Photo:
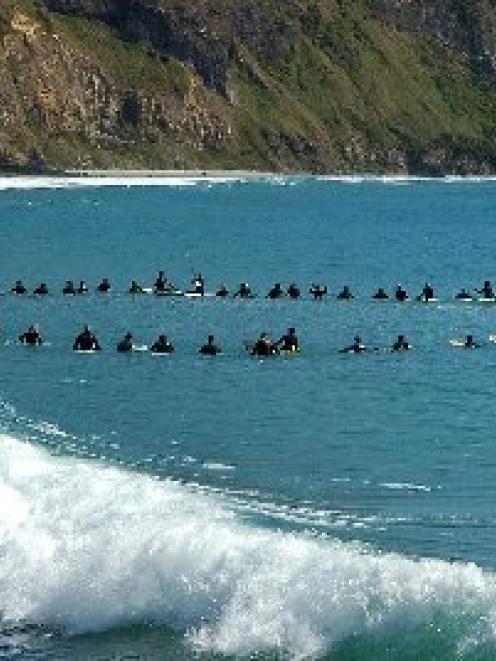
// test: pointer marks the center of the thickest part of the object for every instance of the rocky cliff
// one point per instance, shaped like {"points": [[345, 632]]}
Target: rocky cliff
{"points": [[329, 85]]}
========
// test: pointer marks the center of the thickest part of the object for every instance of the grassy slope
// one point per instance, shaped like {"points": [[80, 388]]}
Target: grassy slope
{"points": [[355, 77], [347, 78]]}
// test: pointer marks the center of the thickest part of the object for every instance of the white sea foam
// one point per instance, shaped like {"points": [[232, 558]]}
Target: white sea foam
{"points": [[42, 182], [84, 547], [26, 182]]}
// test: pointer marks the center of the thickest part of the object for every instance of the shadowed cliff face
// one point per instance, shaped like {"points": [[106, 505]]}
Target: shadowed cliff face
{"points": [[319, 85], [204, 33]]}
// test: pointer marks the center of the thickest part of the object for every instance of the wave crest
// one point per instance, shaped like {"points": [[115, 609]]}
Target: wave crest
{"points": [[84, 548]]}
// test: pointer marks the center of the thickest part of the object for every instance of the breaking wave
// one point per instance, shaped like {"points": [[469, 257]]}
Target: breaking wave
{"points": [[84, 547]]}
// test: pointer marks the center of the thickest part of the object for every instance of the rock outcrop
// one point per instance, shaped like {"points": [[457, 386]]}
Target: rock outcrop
========
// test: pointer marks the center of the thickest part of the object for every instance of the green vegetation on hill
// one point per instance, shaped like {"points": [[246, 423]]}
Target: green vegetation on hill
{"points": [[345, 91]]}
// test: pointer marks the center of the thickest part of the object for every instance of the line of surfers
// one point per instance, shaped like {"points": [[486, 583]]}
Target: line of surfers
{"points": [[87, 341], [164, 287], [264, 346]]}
========
REQUIRED ACTION:
What is needed is every line of the records that contains the word "like".

WRITTEN RESPONSE:
// one point per instance, shaped like {"points": [[345, 632]]}
// one point per instance, shaped like {"points": [[80, 388]]}
// one point per instance, shaped like {"points": [[232, 558]]}
// one point per instance, shaped like {"points": [[106, 505]]}
// one point per instance, shaped like {"points": [[115, 609]]}
// one point per instance, shaped like {"points": [[469, 257]]}
// one point per instance, shaped like {"points": [[457, 386]]}
// one point per instance, shaped like {"points": [[246, 423]]}
// one point per instance, shaped like {"points": [[486, 583]]}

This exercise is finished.